Selected extract:
- - - - - - -

A123 Systems announced today company engineers had found a manufacturing flaw requiring the company replace, costing the company $55 million, a large number of nanophosphate lithium ion battery packs manufactured by the company for five electric vehicle manufacturers.

A123 Systems announced this morning the company had discovered a manufacturing flaw in prismatic format nanophosphate lithium battery cells. The flaw affects electric vehicles from five unnamed manufacturers, and the company is starting a “field campaign” to replace affected battery packs. The campaign is expected to cost the company $55 million in warranty charges and affects five unnamed electric vehicle manufacturers.

The manufacturing flaw was found late last week by A123 Systems engineers who were diagnosing a failure in a battery pack received from a customer. The company’s procedure in such cases is to run a forensic analysis to determine the root cause of the failure, then determine how pervasive the problem is. In this case the problem was found to have a significant impact affecting a large number of battery packs. The company chose to take action quickly, and transparently, because of the scale of the problem.

- - - - - - -

Records:
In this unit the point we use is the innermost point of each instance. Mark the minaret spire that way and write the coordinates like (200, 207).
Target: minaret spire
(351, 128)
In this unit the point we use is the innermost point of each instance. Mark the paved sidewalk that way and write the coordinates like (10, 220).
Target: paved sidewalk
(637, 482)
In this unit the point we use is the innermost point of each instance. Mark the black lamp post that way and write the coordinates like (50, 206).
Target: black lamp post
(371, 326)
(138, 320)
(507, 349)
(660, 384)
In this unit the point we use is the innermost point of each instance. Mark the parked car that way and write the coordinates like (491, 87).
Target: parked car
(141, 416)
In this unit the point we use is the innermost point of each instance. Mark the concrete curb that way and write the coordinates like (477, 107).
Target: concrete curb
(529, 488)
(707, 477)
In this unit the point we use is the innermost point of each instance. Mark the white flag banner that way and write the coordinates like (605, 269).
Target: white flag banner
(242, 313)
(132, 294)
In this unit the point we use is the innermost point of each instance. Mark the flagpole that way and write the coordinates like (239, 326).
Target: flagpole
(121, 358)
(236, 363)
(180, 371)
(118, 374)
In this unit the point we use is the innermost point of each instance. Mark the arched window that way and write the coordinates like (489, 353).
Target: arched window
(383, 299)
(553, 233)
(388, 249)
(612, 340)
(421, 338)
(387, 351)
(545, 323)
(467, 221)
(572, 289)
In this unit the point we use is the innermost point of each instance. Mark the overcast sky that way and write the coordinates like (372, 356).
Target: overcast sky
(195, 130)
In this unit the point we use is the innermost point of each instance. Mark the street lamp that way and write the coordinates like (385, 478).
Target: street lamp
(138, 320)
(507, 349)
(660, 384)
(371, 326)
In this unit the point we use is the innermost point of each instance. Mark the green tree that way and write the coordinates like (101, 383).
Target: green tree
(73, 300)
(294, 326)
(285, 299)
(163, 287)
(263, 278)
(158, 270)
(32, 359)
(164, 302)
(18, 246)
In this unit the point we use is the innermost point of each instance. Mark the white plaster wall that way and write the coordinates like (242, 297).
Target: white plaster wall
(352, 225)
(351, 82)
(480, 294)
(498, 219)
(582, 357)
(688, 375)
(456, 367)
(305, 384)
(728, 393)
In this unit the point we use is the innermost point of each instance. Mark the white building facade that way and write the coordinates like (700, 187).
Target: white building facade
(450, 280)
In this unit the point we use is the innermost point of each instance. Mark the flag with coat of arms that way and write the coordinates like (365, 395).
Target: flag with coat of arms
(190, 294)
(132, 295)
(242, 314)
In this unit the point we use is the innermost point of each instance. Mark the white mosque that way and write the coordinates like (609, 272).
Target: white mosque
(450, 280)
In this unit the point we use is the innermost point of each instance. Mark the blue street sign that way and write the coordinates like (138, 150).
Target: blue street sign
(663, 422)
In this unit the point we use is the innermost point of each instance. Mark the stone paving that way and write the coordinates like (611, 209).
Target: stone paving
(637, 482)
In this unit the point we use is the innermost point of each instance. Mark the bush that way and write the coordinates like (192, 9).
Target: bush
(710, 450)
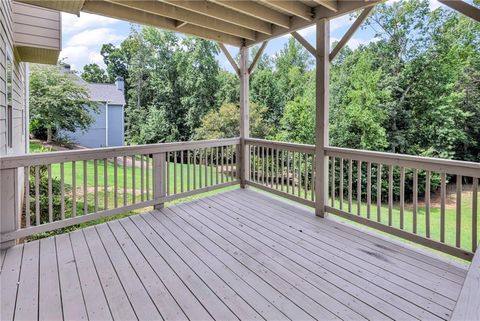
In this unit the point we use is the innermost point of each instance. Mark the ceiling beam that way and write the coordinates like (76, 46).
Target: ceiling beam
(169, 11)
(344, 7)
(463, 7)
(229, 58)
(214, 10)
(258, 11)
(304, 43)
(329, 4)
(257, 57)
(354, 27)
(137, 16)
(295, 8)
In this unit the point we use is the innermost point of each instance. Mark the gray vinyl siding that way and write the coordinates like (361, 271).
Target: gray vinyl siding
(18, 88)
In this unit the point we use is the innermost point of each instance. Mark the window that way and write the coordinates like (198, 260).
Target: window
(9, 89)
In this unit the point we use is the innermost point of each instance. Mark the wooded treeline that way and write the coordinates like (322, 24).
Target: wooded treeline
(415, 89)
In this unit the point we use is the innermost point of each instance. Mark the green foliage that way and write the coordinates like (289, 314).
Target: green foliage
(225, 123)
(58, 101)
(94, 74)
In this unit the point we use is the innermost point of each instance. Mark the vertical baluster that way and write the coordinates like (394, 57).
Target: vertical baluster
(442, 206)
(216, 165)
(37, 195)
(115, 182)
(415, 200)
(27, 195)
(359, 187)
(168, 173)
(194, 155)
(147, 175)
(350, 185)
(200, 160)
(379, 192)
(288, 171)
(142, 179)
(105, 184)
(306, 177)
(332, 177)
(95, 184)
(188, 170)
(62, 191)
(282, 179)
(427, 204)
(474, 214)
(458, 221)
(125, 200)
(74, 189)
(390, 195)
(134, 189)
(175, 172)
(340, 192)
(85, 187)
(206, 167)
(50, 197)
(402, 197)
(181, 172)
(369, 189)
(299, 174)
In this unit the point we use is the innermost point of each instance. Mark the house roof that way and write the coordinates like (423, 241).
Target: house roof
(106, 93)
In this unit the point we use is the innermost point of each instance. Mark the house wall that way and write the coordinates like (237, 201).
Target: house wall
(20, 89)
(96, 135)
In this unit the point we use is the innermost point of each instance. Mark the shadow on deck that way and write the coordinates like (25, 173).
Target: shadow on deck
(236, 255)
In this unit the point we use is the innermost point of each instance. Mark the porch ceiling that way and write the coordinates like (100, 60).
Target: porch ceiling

- - - - - - -

What you will do:
1: From the passage about A123 Systems, extract the wording from "A123 Systems announced today" up to and including "unnamed electric vehicle manufacturers.".
2: According to the passage about A123 Systems, what were company engineers diagnosing when they found the manufacturing flaw?
Answer only from the passage about A123 Systems, not from the data.

Results in order:
1:
A123 Systems announced today company engineers had found a manufacturing flaw requiring the company replace, costing the company $55 million, a large number of nanophosphate lithium ion battery packs manufactured by the company for five electric vehicle manufacturers.

A123 Systems announced this morning the company had discovered a manufacturing flaw in prismatic format nanophosphate lithium battery cells. The flaw affects electric vehicles from five unnamed manufacturers, and the company is starting a “field campaign” to replace affected battery packs. The campaign is expected to cost the company $55 million in warranty charges and affects five unnamed electric vehicle manufacturers.

2: A failure in a battery pack received from a customer.